Which lines in the records below contain the string "shirt"? Extract each of them in full.

Rows from a dataset:
────────────────────

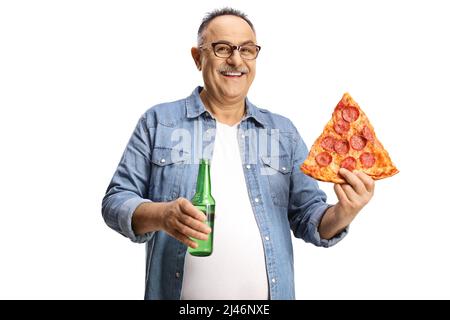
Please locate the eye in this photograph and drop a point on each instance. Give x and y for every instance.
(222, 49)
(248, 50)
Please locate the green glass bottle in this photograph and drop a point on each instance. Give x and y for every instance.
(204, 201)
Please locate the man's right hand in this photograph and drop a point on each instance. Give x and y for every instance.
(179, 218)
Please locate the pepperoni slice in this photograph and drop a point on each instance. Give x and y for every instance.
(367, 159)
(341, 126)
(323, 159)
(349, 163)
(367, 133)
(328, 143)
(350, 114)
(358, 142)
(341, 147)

────────────────────

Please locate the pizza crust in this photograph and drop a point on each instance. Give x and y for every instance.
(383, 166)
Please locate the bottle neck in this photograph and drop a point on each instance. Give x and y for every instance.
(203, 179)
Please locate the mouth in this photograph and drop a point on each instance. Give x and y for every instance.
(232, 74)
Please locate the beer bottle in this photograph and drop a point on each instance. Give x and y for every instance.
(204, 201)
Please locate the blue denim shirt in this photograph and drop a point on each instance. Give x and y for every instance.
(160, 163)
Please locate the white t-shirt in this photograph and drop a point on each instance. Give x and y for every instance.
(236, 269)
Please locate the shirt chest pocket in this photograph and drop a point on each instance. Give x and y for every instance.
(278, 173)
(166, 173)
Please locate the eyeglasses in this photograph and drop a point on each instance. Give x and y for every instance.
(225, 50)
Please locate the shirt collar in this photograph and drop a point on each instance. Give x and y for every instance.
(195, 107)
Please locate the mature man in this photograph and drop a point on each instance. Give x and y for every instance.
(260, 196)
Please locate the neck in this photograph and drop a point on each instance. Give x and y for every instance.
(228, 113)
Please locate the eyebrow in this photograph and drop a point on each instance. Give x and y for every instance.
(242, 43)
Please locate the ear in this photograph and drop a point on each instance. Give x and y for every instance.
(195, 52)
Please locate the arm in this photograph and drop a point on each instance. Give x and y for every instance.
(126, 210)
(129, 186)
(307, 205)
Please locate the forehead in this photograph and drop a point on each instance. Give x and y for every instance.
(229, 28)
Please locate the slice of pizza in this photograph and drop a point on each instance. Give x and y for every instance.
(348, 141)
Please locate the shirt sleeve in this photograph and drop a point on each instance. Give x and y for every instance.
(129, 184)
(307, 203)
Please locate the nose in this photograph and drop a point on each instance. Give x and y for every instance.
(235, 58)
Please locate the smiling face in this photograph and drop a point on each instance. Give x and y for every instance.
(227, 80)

────────────────────

» **EXERCISE ANSWER**
Please locate the blue denim shirt in this photograph and drop a point on each instance. Give x and y for every instance.
Please locate the white t-shirt in this photograph and drop a point on each instance. Give x and y for every instance.
Please locate the shirt chest pocket in this photograph and drop a point on each instance. Give x and y for every instance.
Please locate the shirt collar in this photograph and drop a point on each instance. Give x and y for every instance.
Please locate the shirt sleeve in this photograph and drop a point on each instance. Give x and y for every instance.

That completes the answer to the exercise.